Answer these questions using the passage on scientific advice to the European Commission:
(a) To whom was the letter from CHEM Trust and the other organisations addressed?
(b) Which two ideas does the passage name as now well established despite being widely dismissed when first proposed?
(c) In what year did the UK government admit that vCJD was caused by exposure to BSE?

**EXERCISE PASSAGE:**
------------------------------

CHEM Trust, with over 20 other European civil society organisations, have today sent a letter to the President-Elect of the European Commission, Jean-Claude Juncker. In the letter we propose that the next Commission adopts a revised model of scientific advice, rather than the current single ‘Chief Scientific Officer’ approach.
The link between science and policy – and how uncertainty is understood and acted on – are key issues for any government or similar organisation. Many aspects of science are well understood, but in many areas of great controversy the science is subject to great uncertainty and dispute.
Science moves forward through such debate, with ideas that are now well established – like plate tectonics or the idea that most stomach ulcers are caused by bacteria – widely dismissed when they were first proposed. The debate continues in many other areas, such as on the risk of hormone disrupting chemicals, nanotechnology or the role of statins in preventative medicine.
One of the best examples of government failure when dealing with scientific uncertainty was in the UK, after a new disease had appeared in cattle – Bovine Spongiform Encephalopathy (BSE). One major question was whether this disease could spread to humans. For some years it was claimed that this was impossible, until the government in 1996 had to admit that in fact a new human disease, vCJD, was caused by exposure to BSE. They also had to admit that the public had not been properly protected from exposure to BSE; this disease has killed more than 100 people.

------------------------------

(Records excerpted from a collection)

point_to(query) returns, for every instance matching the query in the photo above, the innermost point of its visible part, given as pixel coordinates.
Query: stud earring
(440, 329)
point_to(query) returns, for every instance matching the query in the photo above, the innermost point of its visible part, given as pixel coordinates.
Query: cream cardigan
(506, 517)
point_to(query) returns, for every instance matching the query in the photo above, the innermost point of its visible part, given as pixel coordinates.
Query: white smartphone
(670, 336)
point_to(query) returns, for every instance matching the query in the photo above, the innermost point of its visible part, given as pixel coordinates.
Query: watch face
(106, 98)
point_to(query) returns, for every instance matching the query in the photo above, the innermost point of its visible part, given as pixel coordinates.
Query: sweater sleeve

------------------------------

**RESULT:**
(a) The President-Elect of the European Commission, Jean-Claude Juncker.
(b) Plate tectonics and the idea that most stomach ulcers are caused by bacteria.
(c) 1996.